◆ Document ◆
((

Wow! Two links! To two different(?) versions of the same article!
Not only that, it doesn't show what you claimed—the opposite in fact!
Quote: "A number of Australian studies have definitively shown that independent school students do better in exams like the HSC than Catholic students, who in turn outperform public school students.".
What the article is about (for those who don't bother looking it up) is that when students from government and non-government schools get to (government) university, the students from government schools do better. Now that's an interesting twist, and as the article says deserves more research, but it hardly a case of government schools doing better than non-government schools.
Philip J. Rayment 18:13, 2 February 2008 (EST)

))

◆ Tasks to perform ◆
A - Repeat the comment on school studies word for word from "Not only that, it" to "February 2008 (EST)".
B - According to the comment on school studies, which students do better once students from government and non-government schools reach government university?
The data that comes next is separate from the comment on school studies.

◆ Data excerpt ◆
((

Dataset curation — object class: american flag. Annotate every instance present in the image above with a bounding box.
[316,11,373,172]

))

◆ Worked solutions ◆
A -
Not only that, it doesn't show what you claimed—the opposite in fact!
Quote: "A number of Australian studies have definitively shown that independent school students do better in exams like the HSC than Catholic students, who in turn outperform public school students.".
What the article is about (for those who don't bother looking it up) is that when students from government and non-government schools get to (government) university, the students from government schools do better. Now that's an interesting twist, and as the article says deserves more research, but it hardly a case of government schools doing better than non-government schools.
Philip J. Rayment 18:13, 2 February 2008 (EST)

B - The students from government schools do better.